---- MATERIAL PROVIDED

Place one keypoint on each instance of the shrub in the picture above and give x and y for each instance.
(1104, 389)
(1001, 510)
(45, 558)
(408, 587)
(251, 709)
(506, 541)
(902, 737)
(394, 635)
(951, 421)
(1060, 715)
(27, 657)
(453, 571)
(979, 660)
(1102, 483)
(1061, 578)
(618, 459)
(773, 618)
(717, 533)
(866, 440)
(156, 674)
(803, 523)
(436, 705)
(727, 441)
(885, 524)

--------
---- MATERIAL PROVIDED

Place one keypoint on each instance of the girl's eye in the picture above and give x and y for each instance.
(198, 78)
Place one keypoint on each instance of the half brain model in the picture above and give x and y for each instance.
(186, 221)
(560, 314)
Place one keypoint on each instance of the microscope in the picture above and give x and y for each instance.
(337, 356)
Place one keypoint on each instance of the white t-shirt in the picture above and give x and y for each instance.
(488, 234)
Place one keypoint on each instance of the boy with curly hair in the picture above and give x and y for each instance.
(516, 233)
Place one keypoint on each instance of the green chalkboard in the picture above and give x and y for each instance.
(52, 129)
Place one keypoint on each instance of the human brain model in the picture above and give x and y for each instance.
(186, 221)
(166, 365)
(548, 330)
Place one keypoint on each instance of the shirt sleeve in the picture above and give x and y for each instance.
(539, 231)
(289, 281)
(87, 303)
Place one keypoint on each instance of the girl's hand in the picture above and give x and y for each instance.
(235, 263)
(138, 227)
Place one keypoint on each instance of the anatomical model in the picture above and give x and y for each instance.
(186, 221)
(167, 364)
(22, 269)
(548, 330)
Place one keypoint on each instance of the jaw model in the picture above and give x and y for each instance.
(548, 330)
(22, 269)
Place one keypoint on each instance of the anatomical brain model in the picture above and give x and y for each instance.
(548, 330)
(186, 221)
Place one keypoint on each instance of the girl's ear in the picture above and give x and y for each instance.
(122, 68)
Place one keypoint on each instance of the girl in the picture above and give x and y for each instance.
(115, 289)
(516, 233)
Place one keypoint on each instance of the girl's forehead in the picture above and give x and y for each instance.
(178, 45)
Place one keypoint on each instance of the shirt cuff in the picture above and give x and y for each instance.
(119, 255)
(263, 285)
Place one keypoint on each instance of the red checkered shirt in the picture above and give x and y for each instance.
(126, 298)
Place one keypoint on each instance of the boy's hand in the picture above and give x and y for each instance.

--------
---- MATERIAL PROVIDED

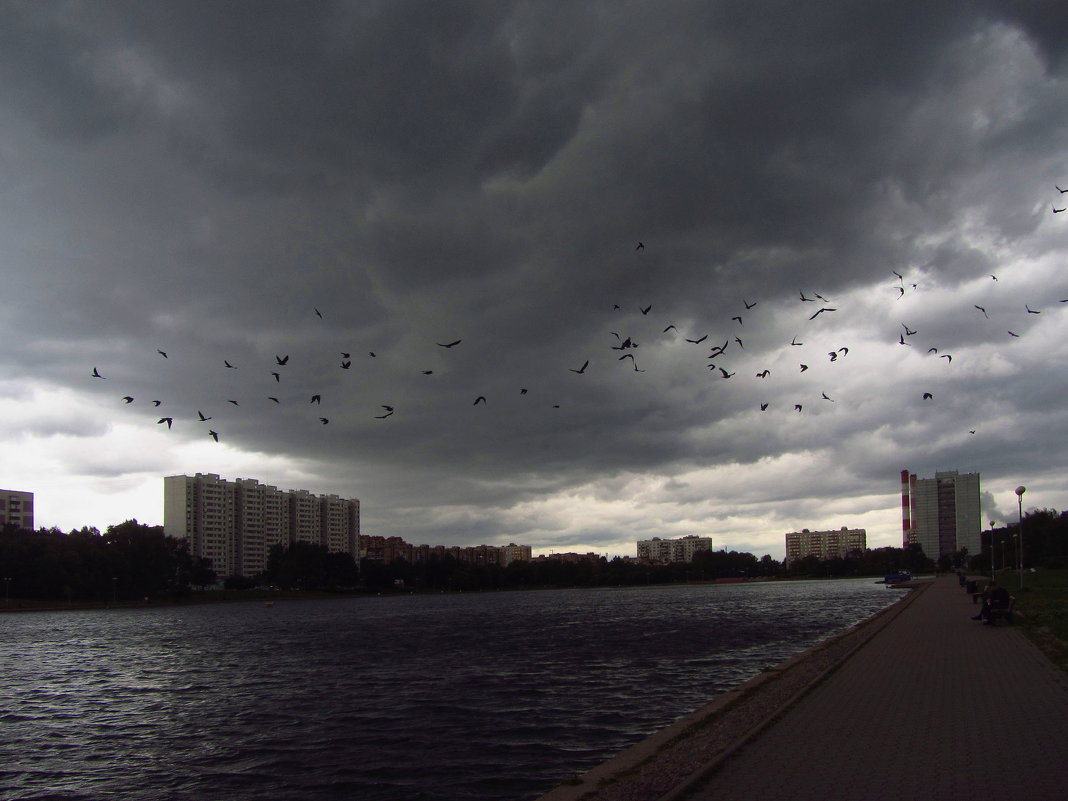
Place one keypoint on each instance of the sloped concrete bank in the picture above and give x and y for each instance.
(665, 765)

--------

● **TASK GOAL**:
Reproduce the entries above, from the line containing "Place one keypoint on each instance of the shrub" through the line containing "(1102, 483)", with the request line included, and shift every x and y coordinate in the answer points by -88.

● **TASK OUTPUT**:
Place one keypoint on each instance of the shrub in the picture above and give x and y for each instance.
(1016, 301)
(913, 422)
(-43, 470)
(320, 499)
(163, 621)
(418, 453)
(814, 649)
(306, 547)
(863, 333)
(972, 627)
(-61, 569)
(365, 483)
(891, 572)
(1014, 395)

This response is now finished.